Transcribe todos los datos siguientes como una lista numerada, una línea por elemento de la lista y sin incluir las líneas en blanco.
- - - -
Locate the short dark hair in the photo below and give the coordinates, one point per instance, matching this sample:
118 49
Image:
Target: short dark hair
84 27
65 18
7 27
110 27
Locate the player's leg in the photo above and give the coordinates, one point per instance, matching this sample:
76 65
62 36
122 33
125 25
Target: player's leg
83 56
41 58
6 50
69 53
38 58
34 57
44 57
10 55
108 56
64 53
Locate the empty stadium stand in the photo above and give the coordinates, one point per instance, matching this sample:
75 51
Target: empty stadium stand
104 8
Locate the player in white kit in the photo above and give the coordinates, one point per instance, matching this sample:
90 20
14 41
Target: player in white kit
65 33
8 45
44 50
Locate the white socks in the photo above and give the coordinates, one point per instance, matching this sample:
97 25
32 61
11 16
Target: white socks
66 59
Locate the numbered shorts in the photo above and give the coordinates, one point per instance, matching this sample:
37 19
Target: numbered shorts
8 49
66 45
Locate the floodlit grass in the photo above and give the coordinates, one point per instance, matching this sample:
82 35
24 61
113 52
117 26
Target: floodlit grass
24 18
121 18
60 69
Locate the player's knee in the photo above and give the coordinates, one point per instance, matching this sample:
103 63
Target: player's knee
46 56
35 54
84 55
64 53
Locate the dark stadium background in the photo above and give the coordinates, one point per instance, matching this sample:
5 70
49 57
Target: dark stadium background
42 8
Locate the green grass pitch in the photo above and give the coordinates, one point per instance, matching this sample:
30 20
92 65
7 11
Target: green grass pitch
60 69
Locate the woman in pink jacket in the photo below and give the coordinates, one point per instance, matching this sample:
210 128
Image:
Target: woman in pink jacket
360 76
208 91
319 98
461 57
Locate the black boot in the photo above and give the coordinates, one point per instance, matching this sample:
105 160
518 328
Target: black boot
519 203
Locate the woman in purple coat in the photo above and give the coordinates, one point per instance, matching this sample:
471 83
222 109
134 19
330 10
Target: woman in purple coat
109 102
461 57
- - - -
Problema resuelto:
1. Locate the short dark hair in the photo below and give the coordinates, one point per instance, matching this sample:
2. 118 49
3. Image:
4. Target: short dark hair
5. 84 27
6. 65 18
7. 7 27
8. 110 27
9. Locate the player's leg in the photo above and give the coordinates, one point per instance, matching this sample:
10. 76 65
11. 62 36
12. 122 33
13. 125 25
14. Target: player's leg
15. 83 56
16. 41 58
17. 6 50
18. 69 53
19. 38 58
20. 34 57
21. 44 57
22. 10 55
23. 108 56
24. 64 53
25. Locate the empty stadium stand in the photo above and give the coordinates, one point per instance, matching this sample:
26. 75 51
27. Target: empty stadium stand
28. 104 8
29. Locate the player in white kit in the photo above and give the coordinates, one point per instance, matching this sample:
30. 90 20
31. 14 41
32. Target: player in white kit
33. 65 33
34. 8 45
35. 44 50
36. Locate the white socks in the photo above and give the coordinates, one point per instance, matching this sample:
37. 97 25
38. 32 61
39. 11 16
40. Target: white socks
41. 66 59
42. Locate the numbered shorts in the photo above and give the coordinates, one point per instance, matching this sample:
43. 37 19
44. Target: numbered shorts
45. 8 49
46. 66 45
47. Locate the floodlit grass in the photo above and give the coordinates, one point per instance, matching this sample:
48. 82 35
49. 24 61
50. 113 52
51. 117 26
52. Target: floodlit grass
53. 24 18
54. 121 18
55. 60 69
56. Locate the player's knee in the photo above and give the coordinates, one point per instance, matching this sample:
57. 103 63
58. Target: player's knee
59. 46 56
60. 35 54
61. 84 55
62. 64 53
63. Locate the dark stadium background in the photo above and give the coordinates, one point per instance, matching this sample:
64. 5 70
65. 49 57
66. Target: dark stadium background
67. 42 8
68. Locate the green grass pitch in the photo above and give the coordinates, one point per instance, matching this sample:
69. 30 20
70. 92 65
71. 7 11
72. Target: green grass pitch
73. 60 69
74. Locate the woman in pink jacket in the photo below and give the coordinates, one point per instance, matching this sample:
75. 210 128
76. Image:
77. Target: woman in pink jacket
78. 360 76
79. 208 91
80. 319 98
81. 461 57
82. Locate the black boot in the photo above and give the coordinates, one point per instance, matching this sample:
83. 105 160
84. 518 328
85. Target: black boot
86. 519 203
87. Locate the woman in purple coat in the photo above and give the coordinates, one point per instance, matching this sample:
88. 471 83
89. 222 109
90. 134 19
91. 330 10
92. Target: woman in purple coat
93. 109 102
94. 461 57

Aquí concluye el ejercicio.